*TASK OBJECTIVE:* Rewrite the entries below as a two-column CSV with the headers entry_text and answer. Give one row per entry, with its text and its answer each in a single quoted field and line breaks replaced by spaces, covering only the part that opens with the line containing "phrase -- person in red jacket" and closes with the line containing "(1230, 856)".

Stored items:
■ ■ ■ ■ ■

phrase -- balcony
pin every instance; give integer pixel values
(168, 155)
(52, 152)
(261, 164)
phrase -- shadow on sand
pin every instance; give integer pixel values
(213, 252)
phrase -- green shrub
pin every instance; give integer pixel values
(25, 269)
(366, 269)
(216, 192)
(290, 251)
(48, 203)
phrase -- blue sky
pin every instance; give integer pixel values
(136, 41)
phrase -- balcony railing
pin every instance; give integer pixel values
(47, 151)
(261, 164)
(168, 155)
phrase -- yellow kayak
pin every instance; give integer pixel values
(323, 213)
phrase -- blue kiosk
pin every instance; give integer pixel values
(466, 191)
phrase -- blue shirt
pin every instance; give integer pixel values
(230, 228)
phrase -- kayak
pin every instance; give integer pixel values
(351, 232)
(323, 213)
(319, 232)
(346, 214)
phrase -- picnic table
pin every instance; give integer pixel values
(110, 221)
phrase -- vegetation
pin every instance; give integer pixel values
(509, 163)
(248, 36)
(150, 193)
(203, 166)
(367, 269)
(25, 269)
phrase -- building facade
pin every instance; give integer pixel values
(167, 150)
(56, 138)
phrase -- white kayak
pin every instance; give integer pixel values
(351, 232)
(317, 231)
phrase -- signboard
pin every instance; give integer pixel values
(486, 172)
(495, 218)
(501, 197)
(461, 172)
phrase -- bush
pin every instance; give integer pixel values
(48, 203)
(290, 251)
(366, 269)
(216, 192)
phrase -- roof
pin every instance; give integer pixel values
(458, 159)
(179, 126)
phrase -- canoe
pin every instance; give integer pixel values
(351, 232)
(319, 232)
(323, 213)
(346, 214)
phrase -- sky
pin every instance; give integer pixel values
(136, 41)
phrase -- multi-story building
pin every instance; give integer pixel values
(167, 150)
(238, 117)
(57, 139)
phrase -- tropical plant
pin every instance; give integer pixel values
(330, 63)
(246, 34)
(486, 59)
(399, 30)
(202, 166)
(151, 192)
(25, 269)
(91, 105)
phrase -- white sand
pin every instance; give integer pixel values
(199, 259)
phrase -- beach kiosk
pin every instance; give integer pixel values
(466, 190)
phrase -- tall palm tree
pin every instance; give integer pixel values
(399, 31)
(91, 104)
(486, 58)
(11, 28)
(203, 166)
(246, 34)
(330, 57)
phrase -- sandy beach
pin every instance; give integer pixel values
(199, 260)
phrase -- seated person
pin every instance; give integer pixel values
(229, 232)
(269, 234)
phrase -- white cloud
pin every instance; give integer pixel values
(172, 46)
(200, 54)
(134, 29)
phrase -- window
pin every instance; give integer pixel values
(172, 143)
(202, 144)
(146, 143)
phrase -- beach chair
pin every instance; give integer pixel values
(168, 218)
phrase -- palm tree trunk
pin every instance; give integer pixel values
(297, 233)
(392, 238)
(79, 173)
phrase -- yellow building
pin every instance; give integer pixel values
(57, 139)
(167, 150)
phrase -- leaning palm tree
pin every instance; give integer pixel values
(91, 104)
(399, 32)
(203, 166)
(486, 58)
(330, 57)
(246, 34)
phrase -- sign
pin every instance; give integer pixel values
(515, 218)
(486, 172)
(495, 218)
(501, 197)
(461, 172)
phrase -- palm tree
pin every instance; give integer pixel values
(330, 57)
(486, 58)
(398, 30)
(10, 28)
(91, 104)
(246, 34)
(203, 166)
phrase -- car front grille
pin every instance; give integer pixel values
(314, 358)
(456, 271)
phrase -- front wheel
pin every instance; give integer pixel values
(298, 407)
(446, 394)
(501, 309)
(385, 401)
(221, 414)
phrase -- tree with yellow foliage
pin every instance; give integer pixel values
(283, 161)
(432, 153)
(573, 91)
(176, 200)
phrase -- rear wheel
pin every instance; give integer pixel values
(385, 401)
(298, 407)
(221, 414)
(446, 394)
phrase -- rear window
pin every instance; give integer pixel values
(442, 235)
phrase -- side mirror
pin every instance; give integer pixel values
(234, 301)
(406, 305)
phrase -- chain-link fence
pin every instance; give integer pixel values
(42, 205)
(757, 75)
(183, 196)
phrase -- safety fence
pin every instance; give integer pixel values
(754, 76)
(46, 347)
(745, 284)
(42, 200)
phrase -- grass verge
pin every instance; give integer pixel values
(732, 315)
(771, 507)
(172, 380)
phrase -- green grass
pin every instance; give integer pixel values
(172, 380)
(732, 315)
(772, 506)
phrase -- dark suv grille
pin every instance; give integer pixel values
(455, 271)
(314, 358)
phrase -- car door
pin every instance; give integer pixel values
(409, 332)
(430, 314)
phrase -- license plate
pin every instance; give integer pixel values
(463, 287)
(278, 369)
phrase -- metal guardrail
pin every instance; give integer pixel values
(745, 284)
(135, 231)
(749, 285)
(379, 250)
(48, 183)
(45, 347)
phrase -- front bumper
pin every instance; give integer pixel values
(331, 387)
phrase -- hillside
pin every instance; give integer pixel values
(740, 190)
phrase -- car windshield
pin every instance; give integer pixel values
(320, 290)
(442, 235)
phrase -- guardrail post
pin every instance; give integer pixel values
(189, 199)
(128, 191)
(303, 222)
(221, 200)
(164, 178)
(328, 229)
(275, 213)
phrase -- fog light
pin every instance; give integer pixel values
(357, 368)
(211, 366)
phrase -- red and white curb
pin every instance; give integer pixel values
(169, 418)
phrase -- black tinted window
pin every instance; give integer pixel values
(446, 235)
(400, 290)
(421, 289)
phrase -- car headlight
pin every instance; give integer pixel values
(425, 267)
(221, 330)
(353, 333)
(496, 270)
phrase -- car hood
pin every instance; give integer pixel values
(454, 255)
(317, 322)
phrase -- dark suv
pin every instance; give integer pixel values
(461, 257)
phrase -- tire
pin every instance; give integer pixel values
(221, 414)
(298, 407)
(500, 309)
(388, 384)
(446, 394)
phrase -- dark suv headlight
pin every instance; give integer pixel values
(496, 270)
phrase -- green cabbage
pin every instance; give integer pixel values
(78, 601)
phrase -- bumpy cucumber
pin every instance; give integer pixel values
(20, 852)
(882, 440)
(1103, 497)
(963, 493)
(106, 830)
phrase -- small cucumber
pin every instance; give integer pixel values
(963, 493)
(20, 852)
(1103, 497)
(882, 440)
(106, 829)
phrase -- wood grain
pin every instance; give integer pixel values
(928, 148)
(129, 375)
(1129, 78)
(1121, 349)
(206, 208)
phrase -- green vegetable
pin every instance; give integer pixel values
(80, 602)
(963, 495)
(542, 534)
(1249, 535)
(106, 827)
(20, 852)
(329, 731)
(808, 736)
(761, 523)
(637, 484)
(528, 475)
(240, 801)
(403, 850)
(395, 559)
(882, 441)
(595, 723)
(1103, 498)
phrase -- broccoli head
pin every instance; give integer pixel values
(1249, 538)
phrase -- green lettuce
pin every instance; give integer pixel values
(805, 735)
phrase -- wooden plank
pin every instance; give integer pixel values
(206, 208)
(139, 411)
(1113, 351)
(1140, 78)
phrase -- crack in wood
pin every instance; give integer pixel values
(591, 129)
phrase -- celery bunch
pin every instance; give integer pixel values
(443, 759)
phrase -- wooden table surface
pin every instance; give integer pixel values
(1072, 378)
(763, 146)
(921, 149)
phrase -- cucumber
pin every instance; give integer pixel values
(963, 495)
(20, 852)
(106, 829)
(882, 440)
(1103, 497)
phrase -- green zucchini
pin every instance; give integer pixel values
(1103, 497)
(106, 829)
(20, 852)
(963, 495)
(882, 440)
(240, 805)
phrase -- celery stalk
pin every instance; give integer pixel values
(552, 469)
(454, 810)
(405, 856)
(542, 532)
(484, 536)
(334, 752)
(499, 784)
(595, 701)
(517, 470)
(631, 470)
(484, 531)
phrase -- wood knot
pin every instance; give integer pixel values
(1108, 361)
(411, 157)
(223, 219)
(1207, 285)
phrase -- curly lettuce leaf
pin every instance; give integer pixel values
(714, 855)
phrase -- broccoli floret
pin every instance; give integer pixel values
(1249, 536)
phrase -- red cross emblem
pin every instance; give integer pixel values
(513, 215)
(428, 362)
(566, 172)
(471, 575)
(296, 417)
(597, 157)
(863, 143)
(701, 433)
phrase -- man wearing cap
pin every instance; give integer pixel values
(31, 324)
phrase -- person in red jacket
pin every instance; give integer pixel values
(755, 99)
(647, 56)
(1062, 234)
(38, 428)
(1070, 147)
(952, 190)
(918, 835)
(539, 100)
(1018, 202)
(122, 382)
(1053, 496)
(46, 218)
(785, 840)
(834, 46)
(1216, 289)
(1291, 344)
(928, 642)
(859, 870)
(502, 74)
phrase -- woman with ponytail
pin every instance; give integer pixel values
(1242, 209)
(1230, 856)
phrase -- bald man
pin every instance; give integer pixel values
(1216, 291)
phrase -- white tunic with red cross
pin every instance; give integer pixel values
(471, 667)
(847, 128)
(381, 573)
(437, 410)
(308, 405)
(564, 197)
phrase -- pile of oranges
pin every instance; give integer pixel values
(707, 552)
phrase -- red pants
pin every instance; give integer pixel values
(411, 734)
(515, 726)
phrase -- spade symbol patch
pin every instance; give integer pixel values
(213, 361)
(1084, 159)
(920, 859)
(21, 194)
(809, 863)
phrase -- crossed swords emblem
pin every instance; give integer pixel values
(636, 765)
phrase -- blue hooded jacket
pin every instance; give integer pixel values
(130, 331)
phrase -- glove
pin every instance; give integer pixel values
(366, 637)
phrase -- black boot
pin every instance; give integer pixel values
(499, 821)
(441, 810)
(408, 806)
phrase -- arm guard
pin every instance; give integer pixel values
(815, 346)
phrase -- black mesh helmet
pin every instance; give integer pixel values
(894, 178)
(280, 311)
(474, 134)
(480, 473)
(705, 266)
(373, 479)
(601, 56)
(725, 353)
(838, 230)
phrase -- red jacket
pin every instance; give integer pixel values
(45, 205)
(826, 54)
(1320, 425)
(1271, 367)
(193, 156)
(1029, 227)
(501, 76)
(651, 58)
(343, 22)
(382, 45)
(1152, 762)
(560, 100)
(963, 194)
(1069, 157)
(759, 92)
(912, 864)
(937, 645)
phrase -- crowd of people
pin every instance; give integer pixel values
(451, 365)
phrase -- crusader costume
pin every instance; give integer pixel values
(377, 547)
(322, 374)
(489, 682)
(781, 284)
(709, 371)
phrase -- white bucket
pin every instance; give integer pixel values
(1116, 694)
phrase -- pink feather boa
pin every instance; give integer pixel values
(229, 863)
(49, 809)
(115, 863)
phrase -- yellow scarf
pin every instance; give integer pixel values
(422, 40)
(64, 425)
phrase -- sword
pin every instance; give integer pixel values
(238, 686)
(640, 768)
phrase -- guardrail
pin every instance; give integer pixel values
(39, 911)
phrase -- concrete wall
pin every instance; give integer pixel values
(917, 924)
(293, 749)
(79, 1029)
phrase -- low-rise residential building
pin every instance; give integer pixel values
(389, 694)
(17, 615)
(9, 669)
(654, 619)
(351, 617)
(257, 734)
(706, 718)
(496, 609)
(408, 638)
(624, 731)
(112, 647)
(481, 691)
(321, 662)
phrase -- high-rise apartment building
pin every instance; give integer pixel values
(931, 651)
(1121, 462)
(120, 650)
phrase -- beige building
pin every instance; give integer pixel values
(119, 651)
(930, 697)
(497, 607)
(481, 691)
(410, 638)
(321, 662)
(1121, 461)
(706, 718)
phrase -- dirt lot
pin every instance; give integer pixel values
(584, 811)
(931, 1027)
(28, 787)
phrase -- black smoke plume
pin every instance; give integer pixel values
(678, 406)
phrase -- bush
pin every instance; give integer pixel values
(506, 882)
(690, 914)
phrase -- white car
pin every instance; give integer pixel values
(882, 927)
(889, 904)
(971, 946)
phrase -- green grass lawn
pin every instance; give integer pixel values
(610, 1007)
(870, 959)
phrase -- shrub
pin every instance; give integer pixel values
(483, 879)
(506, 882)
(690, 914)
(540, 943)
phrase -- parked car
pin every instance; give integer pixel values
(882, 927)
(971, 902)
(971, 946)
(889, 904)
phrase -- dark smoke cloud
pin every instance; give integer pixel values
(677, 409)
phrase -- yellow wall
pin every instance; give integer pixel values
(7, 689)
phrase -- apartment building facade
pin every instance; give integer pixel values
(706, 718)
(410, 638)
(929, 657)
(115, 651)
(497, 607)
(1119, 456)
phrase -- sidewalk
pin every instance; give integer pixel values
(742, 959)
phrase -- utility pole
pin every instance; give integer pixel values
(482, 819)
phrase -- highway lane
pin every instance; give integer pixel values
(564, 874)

■ ■ ■ ■ ■

*ANSWER IN FULL:*
entry_text,answer
"phrase -- person in red jacket pin every instance; give integer pixel values","(755, 99) (647, 56) (1062, 234) (38, 428) (1070, 147) (952, 190) (918, 835) (539, 100) (1018, 202) (122, 382) (1053, 496) (46, 218) (785, 840) (834, 46) (1216, 289) (1291, 344) (928, 642) (859, 870) (502, 74)"
"phrase -- woman with ponytail pin every instance; give integer pixel values","(1242, 209) (1230, 856)"